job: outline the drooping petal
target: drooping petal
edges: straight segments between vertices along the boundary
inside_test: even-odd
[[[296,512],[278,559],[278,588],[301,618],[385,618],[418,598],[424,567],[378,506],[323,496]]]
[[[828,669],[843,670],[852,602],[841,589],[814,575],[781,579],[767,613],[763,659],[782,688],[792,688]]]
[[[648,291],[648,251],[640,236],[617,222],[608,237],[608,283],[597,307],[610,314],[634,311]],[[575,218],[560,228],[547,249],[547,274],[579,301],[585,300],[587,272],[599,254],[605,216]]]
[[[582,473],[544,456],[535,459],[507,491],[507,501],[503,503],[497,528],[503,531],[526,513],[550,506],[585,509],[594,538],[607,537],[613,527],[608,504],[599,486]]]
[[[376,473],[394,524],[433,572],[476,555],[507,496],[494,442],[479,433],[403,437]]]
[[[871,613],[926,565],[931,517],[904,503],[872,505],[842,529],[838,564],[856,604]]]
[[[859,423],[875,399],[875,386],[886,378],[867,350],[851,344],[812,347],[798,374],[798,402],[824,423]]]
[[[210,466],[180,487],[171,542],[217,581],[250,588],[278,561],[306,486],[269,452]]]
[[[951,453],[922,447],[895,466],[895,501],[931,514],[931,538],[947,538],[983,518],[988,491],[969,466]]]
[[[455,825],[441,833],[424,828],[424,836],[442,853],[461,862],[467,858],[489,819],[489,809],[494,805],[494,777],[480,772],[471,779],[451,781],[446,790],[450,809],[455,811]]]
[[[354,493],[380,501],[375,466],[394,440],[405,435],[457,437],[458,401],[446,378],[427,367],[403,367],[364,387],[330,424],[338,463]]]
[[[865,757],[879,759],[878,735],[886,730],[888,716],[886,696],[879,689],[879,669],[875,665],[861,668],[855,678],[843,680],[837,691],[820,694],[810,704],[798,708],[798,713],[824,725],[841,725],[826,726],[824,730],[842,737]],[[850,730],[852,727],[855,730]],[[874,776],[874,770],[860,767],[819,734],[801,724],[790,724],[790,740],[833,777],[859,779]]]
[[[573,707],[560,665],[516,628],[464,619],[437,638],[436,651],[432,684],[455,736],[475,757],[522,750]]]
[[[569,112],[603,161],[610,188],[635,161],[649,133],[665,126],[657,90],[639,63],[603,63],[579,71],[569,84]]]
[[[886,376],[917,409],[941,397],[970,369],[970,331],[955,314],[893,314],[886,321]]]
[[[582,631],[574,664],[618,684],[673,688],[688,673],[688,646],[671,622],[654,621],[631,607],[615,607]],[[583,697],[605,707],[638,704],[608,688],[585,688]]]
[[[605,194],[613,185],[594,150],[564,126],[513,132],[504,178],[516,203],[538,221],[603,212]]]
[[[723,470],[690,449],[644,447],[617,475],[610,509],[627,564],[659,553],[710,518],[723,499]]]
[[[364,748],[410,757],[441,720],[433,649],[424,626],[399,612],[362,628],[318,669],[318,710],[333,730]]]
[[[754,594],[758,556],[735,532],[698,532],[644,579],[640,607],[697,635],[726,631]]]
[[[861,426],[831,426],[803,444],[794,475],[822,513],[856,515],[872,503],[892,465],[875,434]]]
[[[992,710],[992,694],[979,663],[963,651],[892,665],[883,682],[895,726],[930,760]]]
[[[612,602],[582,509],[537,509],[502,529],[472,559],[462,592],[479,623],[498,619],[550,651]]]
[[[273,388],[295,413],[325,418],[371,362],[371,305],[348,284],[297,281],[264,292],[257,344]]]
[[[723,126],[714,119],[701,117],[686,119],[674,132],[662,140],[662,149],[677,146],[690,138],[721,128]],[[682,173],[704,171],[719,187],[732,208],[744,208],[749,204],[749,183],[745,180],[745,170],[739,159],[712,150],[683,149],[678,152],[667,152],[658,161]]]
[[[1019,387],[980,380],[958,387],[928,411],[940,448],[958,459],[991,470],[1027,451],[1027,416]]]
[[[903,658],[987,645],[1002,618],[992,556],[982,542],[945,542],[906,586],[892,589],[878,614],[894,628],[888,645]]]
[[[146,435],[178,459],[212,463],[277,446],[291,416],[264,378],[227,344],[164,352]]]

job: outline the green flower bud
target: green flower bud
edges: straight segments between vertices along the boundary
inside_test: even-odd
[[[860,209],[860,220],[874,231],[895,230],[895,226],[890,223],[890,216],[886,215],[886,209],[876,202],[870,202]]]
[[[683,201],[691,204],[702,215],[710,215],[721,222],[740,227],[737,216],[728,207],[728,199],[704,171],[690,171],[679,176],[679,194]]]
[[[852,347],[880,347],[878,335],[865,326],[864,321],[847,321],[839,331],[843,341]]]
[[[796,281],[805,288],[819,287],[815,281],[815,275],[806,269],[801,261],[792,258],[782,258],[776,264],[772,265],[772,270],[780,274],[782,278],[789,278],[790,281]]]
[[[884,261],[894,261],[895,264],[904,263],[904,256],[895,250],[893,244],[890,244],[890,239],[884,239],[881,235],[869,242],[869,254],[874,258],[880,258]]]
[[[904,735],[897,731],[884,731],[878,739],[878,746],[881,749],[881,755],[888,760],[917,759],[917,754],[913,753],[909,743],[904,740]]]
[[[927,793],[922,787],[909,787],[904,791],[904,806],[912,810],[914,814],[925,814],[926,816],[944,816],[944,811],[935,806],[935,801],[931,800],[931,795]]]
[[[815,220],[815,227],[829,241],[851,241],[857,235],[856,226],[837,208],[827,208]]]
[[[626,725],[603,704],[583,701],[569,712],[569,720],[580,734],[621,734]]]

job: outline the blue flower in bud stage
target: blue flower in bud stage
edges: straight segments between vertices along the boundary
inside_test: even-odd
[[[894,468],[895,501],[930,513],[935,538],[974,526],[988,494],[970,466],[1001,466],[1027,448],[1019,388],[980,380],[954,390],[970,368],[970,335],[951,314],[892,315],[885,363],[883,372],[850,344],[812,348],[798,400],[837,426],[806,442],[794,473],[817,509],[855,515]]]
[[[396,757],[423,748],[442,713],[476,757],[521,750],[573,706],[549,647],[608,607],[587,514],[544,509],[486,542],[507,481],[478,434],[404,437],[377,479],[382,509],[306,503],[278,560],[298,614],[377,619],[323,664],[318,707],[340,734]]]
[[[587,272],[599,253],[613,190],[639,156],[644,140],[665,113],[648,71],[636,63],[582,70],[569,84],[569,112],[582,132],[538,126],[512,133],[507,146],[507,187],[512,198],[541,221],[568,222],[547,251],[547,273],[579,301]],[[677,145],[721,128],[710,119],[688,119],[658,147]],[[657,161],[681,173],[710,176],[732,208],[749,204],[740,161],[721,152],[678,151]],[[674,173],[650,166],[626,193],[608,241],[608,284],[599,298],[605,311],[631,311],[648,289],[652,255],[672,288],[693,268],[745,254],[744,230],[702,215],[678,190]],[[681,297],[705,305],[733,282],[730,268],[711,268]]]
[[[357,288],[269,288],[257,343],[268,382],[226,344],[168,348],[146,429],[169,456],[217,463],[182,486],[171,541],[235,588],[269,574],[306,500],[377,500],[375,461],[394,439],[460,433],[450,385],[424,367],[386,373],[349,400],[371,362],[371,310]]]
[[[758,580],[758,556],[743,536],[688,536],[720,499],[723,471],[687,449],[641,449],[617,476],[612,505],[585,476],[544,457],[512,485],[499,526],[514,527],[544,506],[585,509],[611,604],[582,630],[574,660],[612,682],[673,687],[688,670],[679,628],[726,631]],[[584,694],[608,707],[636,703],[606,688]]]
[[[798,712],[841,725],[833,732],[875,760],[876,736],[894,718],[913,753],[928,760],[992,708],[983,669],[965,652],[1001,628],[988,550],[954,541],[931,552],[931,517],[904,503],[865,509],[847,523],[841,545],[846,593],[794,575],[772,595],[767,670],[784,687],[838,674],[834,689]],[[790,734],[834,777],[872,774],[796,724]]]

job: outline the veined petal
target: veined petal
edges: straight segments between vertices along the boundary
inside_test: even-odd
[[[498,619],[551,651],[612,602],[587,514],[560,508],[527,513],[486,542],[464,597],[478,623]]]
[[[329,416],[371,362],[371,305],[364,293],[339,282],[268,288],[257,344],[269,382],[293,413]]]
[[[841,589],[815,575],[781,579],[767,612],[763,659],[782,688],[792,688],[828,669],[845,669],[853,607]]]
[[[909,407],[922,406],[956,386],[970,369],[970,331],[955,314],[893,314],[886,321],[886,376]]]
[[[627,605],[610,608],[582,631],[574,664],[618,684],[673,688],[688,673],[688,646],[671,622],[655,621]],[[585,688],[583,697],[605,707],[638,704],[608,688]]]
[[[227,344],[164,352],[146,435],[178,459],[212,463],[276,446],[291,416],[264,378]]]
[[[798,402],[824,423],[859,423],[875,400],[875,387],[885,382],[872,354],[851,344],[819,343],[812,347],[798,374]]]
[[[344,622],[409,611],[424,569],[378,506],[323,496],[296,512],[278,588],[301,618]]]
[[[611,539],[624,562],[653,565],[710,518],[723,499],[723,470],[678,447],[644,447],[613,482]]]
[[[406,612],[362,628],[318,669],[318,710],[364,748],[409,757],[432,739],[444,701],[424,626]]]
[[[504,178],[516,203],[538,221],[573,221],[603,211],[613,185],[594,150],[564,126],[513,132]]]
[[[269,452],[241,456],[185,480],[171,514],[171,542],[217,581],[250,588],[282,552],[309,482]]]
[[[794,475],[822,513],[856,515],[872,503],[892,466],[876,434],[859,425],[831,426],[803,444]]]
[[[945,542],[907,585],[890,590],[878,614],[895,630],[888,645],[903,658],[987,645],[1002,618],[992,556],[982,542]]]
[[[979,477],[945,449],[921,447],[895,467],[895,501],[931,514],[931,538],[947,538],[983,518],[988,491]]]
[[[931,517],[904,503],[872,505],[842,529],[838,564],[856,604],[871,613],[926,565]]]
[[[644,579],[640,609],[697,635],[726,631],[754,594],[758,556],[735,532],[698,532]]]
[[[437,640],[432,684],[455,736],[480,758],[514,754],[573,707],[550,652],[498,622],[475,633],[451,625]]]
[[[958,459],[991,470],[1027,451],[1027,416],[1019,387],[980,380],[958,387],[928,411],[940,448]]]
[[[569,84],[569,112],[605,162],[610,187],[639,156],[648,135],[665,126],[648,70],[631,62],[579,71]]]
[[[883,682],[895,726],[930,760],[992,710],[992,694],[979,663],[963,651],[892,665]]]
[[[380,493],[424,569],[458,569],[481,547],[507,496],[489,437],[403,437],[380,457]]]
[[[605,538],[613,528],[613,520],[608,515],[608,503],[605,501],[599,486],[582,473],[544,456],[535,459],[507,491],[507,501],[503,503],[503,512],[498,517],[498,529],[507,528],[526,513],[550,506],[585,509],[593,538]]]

= = = =

*WHAT IS NEEDED:*
Please gather every line of the material above that contains the string "green", treating uppercase and lowercase as different.

*ANSWER TO THIS TASK:*
job: outline the green flower bud
target: green flower bud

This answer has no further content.